Objetivo 1 - En el fragmento sobre Rosa y Eva, explica por qué el texto considera a ambas "feministas estructurales".

Fragmento del documento -
'''
Mientas Rosa fue asesinada por promover la radicalización de la democracia, Eva fue hostigada por asumir la responsabilidad de constituirse en abanderada de los sectores más postergados y humillados. “Mis grasitas”, los denominó, y consolidó la reconversión de un estigma –inculcado por los sectores oligárquicos— en un emblema de ternura social organizada. Rosa y Eva son momentos femeninos y emblemáticos de las trayectorias políticas europea y latinoamericana. Una por su autonomía frente a las imposiciones dogmáticas y homogeneizantes. La otra por su desobediencia estratégica frente a los corsés de la dinámica burocrática de las buenas costumbres bienpensantes. Ambas, más allá de los rótulos, feministas estructurales: Rosa por su validación de la diferencia como conquista de la autonomía de género. Y Evita por la apertura de las puertas sufragistas como conquista de derechos políticos. Heréticas ambas. Brujas modernas.
Las luchas por la emancipación no han sido –ni lograrán ser— lineales: nunca alcanzó con la denominación para darle coherencia a un derrotero: ha habido feministas intituladas, que ni siquiera supieron que lo fueron. Por supuesto que existen diferencias. Pero son nimias frente al tembladeral que aún provocan sus nombres. O la advertencia que sugieren sus vidas.
'''
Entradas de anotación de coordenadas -
'''
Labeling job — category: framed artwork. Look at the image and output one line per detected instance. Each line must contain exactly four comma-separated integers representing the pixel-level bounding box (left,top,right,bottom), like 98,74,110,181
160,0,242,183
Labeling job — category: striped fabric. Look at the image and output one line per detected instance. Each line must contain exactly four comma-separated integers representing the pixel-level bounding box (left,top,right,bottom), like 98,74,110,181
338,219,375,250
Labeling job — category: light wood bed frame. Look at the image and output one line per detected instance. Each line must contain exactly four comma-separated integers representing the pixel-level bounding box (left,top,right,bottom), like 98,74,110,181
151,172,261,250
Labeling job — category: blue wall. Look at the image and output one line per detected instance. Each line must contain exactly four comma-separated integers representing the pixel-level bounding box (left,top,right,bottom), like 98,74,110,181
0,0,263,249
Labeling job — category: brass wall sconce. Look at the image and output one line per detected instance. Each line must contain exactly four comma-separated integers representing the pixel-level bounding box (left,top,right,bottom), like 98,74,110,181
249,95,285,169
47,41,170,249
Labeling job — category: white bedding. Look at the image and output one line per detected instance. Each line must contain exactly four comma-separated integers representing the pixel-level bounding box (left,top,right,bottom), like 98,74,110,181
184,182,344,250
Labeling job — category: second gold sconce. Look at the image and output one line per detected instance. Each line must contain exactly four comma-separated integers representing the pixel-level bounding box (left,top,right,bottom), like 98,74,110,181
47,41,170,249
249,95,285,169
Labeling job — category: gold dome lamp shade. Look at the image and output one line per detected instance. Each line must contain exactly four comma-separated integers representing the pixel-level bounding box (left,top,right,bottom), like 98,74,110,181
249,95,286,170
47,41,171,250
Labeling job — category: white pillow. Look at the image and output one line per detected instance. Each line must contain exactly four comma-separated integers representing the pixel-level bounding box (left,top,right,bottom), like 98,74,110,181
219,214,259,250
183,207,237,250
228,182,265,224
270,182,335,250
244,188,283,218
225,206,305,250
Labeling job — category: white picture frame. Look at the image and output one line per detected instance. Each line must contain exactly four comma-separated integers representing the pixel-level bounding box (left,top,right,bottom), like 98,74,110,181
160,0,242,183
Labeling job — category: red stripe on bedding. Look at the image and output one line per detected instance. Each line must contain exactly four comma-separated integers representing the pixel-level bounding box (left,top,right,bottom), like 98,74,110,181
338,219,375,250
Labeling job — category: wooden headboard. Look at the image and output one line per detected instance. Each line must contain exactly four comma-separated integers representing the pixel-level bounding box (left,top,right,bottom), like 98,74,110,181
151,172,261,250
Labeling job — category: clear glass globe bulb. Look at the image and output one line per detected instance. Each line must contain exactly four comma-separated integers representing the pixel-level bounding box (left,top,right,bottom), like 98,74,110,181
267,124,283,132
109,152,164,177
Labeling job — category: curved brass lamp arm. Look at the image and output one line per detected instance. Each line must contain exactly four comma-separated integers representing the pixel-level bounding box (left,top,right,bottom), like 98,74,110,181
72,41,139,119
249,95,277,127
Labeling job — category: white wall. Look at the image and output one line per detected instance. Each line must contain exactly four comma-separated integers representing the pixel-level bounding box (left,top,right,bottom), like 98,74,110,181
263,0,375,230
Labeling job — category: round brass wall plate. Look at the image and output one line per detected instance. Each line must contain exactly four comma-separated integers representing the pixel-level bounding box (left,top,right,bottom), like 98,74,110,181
'''
Objetivo 2 - Indica cuántas líneas de las filas contienen la cadena "brass", teniendo en cuenta la diferencia entre mayúsculas y minúsculas. Responde solo con el número.

Respuesta correcta 1 - Según el texto, Rosa lo es por su validación de la diferencia como conquista de la autonomía de género. Evita lo es por la apertura de las puertas sufragistas como conquista de derechos políticos.

Respuesta correcta 2 - 3